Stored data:
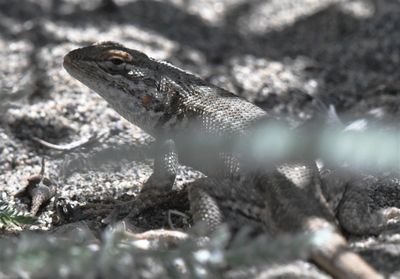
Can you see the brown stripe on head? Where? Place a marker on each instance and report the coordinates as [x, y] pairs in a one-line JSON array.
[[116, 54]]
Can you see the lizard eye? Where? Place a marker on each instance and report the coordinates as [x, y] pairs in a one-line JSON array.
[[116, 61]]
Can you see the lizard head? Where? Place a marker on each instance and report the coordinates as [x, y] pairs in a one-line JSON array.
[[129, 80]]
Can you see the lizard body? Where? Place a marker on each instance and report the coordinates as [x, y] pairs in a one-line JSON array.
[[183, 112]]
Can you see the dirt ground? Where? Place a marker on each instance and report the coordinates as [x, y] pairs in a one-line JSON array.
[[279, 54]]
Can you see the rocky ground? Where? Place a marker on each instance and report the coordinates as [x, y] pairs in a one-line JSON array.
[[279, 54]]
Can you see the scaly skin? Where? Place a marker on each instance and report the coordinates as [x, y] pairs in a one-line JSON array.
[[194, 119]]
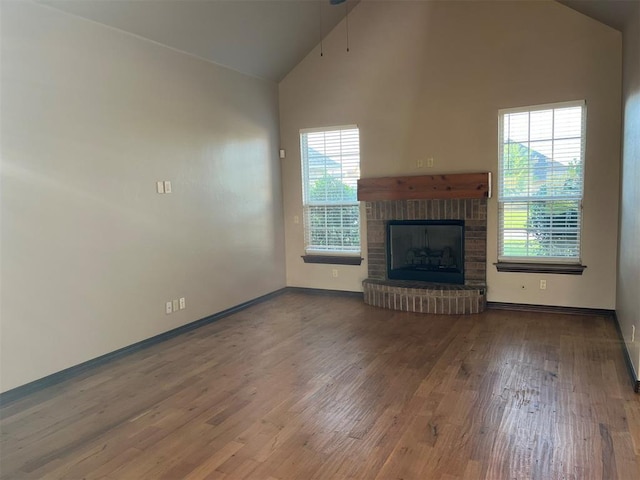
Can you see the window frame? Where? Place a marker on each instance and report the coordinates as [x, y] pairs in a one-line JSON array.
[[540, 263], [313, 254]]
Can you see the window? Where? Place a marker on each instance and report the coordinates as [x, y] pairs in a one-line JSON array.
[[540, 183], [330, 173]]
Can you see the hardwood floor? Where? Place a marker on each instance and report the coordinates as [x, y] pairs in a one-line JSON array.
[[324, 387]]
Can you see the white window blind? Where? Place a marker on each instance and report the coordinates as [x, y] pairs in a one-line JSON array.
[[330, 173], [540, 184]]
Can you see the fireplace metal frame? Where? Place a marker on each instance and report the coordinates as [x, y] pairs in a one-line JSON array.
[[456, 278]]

---

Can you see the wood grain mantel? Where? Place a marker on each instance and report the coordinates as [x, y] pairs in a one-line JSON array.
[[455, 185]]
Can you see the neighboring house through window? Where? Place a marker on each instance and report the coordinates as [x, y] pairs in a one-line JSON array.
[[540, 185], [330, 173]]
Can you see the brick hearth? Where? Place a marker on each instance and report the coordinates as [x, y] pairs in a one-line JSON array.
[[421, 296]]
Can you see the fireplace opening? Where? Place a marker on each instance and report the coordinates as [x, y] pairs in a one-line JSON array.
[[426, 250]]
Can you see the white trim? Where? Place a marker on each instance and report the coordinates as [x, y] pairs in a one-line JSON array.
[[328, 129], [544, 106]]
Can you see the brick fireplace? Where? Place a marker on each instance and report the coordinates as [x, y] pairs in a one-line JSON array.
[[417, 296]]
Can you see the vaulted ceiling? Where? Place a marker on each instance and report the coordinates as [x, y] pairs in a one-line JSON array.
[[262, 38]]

* Aim of the task: Convert the part of the stored data above that opens with the line containing "Can you see the fireplace metal" and closes with the line containing "[[456, 278]]" into a JSON list of strings, one string per line, leaving out blank lines.

* Exercise solution:
[
  "Can you see the fireplace metal frame? Where? Place a marker on each instance and report the coordinates as [x, y] pairs in a one-line JSON array.",
  "[[456, 278]]"
]